_Problem requirements_
Switch "countertop" to "kitchen counter" and write out the entries from the line with "around the countertop?" up to and including the last line of the entries, keeping everything else the same and leaving out the pictures.

[Start of Input records]

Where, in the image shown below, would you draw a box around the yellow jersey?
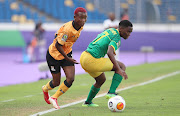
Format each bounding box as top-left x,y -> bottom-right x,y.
49,21 -> 83,60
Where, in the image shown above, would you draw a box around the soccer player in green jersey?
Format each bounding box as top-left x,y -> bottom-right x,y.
80,20 -> 133,107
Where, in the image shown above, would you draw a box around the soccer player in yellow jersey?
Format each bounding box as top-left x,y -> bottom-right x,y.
42,7 -> 87,109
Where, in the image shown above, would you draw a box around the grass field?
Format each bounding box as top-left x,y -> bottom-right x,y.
0,60 -> 180,116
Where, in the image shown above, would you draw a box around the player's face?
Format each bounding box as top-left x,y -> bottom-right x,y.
119,26 -> 133,39
74,12 -> 87,27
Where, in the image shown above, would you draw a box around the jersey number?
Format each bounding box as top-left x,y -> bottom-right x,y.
93,31 -> 109,44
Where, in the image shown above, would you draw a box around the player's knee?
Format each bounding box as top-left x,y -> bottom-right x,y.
53,81 -> 60,87
97,78 -> 106,86
66,77 -> 74,85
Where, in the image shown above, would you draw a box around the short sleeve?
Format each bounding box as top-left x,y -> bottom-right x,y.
109,35 -> 121,52
103,20 -> 109,29
56,31 -> 68,45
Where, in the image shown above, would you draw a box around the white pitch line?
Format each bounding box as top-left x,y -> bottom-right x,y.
1,99 -> 15,102
24,95 -> 34,97
30,71 -> 180,116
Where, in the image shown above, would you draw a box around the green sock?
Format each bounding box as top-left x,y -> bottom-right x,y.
86,85 -> 100,103
109,73 -> 123,93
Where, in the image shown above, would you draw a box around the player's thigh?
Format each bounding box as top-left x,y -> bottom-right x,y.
62,66 -> 75,80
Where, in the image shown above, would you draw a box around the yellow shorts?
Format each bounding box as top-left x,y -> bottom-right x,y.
80,51 -> 113,78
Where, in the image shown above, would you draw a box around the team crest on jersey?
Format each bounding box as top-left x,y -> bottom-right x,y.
61,34 -> 68,42
51,66 -> 56,71
117,41 -> 121,48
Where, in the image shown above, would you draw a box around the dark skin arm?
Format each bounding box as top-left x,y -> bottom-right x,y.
107,46 -> 128,80
55,42 -> 79,64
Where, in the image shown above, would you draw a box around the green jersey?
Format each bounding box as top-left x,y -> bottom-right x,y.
86,28 -> 121,58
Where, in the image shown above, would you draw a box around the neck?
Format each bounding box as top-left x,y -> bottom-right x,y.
72,21 -> 81,31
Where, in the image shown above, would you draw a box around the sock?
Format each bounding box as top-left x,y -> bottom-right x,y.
52,80 -> 71,98
109,73 -> 123,93
43,80 -> 54,92
86,85 -> 100,103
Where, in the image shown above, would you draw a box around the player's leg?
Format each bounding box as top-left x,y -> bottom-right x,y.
42,51 -> 61,104
82,73 -> 106,107
49,52 -> 75,109
106,61 -> 126,99
42,72 -> 61,104
52,66 -> 75,99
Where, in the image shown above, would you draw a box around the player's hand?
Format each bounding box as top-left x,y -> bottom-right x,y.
67,58 -> 79,64
122,71 -> 128,80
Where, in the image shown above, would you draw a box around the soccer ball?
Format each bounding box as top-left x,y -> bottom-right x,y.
108,95 -> 126,112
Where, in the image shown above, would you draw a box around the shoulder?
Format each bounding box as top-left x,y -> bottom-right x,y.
57,21 -> 73,34
104,19 -> 111,23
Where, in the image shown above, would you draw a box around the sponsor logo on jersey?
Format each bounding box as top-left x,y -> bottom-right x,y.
117,41 -> 121,48
61,34 -> 68,42
51,66 -> 56,71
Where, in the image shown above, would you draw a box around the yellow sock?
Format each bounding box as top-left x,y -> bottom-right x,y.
52,82 -> 69,98
43,81 -> 54,92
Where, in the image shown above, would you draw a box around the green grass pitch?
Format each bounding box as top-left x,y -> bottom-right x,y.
0,60 -> 180,116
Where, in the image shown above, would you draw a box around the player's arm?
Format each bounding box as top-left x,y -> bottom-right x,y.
55,42 -> 78,64
107,46 -> 128,79
55,32 -> 78,64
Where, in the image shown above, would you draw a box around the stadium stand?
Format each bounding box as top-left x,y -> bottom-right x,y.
0,0 -> 180,23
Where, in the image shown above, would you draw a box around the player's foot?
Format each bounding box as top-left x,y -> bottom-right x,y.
82,101 -> 99,107
105,92 -> 118,99
42,85 -> 51,104
49,97 -> 60,109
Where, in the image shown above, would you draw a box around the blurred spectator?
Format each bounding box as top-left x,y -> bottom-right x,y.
103,12 -> 119,30
121,8 -> 129,20
27,22 -> 46,62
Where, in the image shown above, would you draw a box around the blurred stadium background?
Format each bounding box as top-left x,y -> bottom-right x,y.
0,0 -> 180,86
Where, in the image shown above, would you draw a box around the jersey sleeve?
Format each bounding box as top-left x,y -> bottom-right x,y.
109,35 -> 121,52
56,31 -> 68,45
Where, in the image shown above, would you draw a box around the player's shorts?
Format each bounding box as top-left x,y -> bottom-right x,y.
46,50 -> 74,74
80,51 -> 113,78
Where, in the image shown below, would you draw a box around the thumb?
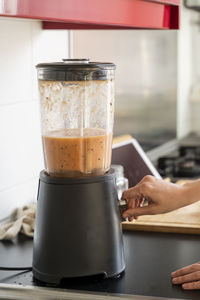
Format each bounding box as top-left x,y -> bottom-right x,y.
123,204 -> 155,218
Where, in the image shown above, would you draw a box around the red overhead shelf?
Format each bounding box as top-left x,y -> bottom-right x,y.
0,0 -> 180,29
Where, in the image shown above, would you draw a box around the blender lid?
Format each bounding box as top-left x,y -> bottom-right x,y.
36,58 -> 116,81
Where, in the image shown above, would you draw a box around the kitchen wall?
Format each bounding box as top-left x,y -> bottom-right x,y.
0,18 -> 70,219
73,30 -> 177,149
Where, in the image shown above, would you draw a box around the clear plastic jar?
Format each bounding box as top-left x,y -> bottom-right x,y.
37,59 -> 115,177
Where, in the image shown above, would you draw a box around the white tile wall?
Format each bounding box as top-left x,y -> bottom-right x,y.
0,17 -> 69,219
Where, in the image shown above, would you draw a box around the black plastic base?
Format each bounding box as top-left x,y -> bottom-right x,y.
33,171 -> 125,284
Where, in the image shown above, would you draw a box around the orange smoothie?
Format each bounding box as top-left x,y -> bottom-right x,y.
42,128 -> 112,177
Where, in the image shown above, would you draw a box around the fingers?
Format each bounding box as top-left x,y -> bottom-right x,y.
172,271 -> 200,284
171,262 -> 200,279
182,281 -> 200,290
171,262 -> 200,290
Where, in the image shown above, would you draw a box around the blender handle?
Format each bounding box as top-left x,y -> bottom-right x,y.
119,199 -> 128,222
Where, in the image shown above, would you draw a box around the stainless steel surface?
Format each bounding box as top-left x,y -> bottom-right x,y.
0,284 -> 185,300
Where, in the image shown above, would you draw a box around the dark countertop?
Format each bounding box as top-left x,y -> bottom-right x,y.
0,231 -> 200,300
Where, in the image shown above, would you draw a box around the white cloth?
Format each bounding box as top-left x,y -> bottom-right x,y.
0,203 -> 36,240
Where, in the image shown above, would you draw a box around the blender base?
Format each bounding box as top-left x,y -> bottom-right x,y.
33,170 -> 125,284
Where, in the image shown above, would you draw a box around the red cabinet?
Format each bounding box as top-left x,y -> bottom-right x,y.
0,0 -> 180,29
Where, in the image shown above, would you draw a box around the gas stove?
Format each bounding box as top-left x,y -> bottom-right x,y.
157,144 -> 200,182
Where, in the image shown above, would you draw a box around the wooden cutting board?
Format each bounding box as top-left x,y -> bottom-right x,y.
122,180 -> 200,234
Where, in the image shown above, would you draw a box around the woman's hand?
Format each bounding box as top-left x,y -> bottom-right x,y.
122,175 -> 200,221
171,262 -> 200,290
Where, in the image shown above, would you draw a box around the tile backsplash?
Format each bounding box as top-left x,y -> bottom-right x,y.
0,18 -> 69,220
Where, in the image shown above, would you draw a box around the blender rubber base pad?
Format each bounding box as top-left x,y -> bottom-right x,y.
33,170 -> 125,284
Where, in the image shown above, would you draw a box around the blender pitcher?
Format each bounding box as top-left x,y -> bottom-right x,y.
37,59 -> 115,177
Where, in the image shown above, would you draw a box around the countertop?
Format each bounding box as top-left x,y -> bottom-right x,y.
0,231 -> 200,300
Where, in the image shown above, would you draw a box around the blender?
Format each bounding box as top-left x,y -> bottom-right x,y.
33,59 -> 125,284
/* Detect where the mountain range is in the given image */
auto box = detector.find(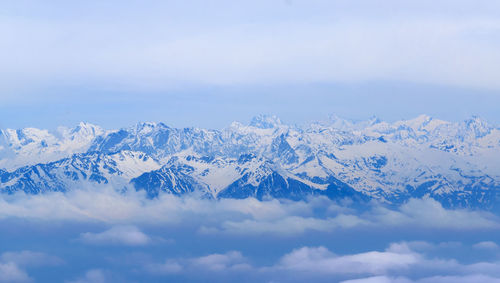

[End of Input records]

_Worked answer_
Where, in the image shown above, would you draw a box around the kitchen counter?
Format each bounding box as top-left x,y -> bottom-right x,y.
0,231 -> 200,300
Where, in the image shown above, would you draw a box around the blender?
Format each bounding box as top-left x,y -> bottom-right x,y.
33,59 -> 125,284
/* Detect where the mountain range is in the given image */
auto box = detector.find(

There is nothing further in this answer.